Records from a dataset

## Begin

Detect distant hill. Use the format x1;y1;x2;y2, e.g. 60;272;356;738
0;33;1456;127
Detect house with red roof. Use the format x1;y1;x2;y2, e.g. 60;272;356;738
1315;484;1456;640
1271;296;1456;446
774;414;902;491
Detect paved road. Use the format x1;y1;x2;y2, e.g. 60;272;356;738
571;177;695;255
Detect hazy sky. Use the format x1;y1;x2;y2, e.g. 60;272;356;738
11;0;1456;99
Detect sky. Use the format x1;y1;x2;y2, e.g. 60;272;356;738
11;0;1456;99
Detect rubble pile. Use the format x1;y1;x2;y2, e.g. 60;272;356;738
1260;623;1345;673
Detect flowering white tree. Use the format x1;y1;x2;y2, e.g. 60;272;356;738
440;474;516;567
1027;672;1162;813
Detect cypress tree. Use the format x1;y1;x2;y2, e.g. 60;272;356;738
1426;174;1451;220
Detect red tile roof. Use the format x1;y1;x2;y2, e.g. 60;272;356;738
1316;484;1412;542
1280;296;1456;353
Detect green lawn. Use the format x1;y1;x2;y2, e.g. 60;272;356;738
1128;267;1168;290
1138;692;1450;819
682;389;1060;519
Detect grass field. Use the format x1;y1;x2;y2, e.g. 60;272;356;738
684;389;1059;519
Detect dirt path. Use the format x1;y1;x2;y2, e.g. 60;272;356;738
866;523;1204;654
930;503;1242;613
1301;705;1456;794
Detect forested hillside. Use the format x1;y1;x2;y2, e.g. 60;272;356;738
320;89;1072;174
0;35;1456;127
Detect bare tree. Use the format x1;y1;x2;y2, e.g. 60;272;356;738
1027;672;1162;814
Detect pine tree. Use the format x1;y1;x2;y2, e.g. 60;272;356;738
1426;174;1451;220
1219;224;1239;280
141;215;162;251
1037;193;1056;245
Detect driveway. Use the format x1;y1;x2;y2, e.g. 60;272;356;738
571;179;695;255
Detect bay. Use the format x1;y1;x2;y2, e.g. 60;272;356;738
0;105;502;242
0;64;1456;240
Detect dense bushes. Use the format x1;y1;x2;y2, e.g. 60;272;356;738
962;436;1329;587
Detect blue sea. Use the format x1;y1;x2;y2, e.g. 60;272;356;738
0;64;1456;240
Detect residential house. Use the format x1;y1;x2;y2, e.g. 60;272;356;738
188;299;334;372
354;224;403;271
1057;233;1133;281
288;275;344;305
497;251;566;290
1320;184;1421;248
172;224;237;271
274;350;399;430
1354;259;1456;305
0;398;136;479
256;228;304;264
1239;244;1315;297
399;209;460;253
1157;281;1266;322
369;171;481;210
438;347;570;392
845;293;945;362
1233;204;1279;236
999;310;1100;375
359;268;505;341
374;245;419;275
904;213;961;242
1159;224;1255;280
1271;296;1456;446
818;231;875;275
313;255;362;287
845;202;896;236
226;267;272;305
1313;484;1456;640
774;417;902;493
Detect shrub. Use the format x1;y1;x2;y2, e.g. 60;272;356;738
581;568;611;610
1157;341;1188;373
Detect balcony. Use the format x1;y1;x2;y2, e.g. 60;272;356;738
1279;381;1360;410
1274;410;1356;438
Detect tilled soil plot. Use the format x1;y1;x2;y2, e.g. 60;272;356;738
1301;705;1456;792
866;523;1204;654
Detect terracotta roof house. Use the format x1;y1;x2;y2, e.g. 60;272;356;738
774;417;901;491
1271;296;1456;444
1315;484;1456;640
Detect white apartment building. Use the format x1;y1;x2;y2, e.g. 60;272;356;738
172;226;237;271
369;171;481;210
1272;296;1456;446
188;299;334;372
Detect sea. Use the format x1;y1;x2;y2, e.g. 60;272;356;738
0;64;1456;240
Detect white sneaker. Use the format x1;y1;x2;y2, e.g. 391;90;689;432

## End

**Instructions for the task**
Quote the listing above verbatim, every line from first to last.

**Solution to the problem**
Detect distant hill. Use the format x1;y1;x2;y2, e.g. 60;272;356;738
0;33;1456;127
Detect house with red roof. Use the format x1;y1;x2;y2, e.g. 60;272;356;738
1315;484;1456;640
1271;296;1456;446
774;414;902;491
Detect paved road. Use the format x1;y1;x2;y2, e.g. 60;272;356;738
571;177;695;255
Detect hazy sky. Use the format x1;y1;x2;y2, e.g. 60;272;356;738
11;0;1456;99
Detect sky. Use the format x1;y1;x2;y2, e.g. 60;272;356;738
11;0;1456;99
Detect rubble pile. Use the format x1;y1;x2;y2, e.g. 60;272;356;738
1260;623;1345;673
Detect flowering white tree. Use the format x1;y1;x2;y2, e.g. 60;272;356;738
440;474;516;567
1027;672;1162;813
Detect cypress tree. Use the format x1;y1;x2;y2, e.g. 60;272;356;738
1426;174;1451;220
Detect red tile roof. Use the format x1;y1;x2;y2, e.g. 60;272;356;738
1316;484;1412;542
1280;296;1456;353
Detect green lawn. Use the format x1;y1;x2;y2, e.g. 60;272;356;738
1128;267;1168;290
1138;692;1450;819
682;389;1060;519
Detect grass field. Use the format x1;y1;x2;y2, e.g. 60;272;356;738
684;389;1059;519
Detect dirt path. Use the format x1;y1;x2;y2, e.g. 60;272;356;738
866;523;1204;654
930;503;1242;613
1301;705;1456;794
Detect forested hillside. Use the format x1;y1;x2;y2, e.g. 60;272;356;738
320;89;1072;174
0;35;1456;127
Detect bare tree. Use the format x1;y1;x2;y2, e.g. 60;272;356;738
1027;672;1162;814
Detect pine tree. Use the format x1;y1;x2;y2, e.g. 60;272;356;738
1426;174;1451;220
1219;224;1239;280
141;215;162;251
1037;193;1056;245
Detect driveway. Use the format x1;y1;x2;y2, e.g. 60;272;356;738
571;179;695;255
Detect bay. Use the format x1;y1;x2;y2, e.g. 60;272;356;738
0;105;502;242
0;64;1456;240
Detect dense bushes. Use the format x1;y1;x2;y2, e.g. 60;272;356;738
962;436;1329;587
Detect blue sea. Use the format x1;y1;x2;y2, e.g. 60;272;356;738
0;64;1456;240
Detect residential house. Use the format x1;y1;x2;y2, e.g. 60;272;356;738
188;299;334;372
354;224;403;271
1057;233;1133;281
288;275;344;305
497;251;566;290
1320;184;1421;248
172;224;237;271
274;350;399;430
1354;259;1456;305
0;398;136;479
256;228;304;264
1239;244;1315;297
399;209;460;253
1157;281;1266;322
369;171;481;210
438;347;570;392
845;293;945;362
1233;204;1279;236
999;310;1100;375
359;268;505;341
374;245;419;275
904;213;961;242
1159;224;1255;280
1271;296;1456;446
818;231;875;275
313;255;362;287
845;202;896;236
226;267;272;305
1313;484;1456;640
774;417;902;493
Detect shrub. Use the format x1;y1;x2;y2, e.g. 60;272;356;738
581;568;611;610
1157;341;1188;373
Detect balcony. Use the format x1;y1;x2;y2, e.g. 60;272;356;738
1279;381;1360;410
1274;410;1356;438
Detect tilled soil plot. Use the format x1;y1;x2;y2, e.g. 60;272;356;738
1301;705;1456;792
866;523;1204;654
Detect terracotta roof house. Use the format x1;y1;x2;y2, e.g. 60;272;356;738
774;417;901;491
1271;296;1456;444
1315;484;1456;640
Detect white apartment building. Use the format x1;y1;x2;y2, e.g. 60;272;356;738
172;226;237;271
369;171;481;210
1272;296;1456;446
188;299;334;372
Detect sea. Use the format x1;y1;x2;y2, e.g. 60;272;356;738
0;64;1456;240
Detect white sneaker. Use the format x1;y1;x2;y2, e.g. 391;90;689;432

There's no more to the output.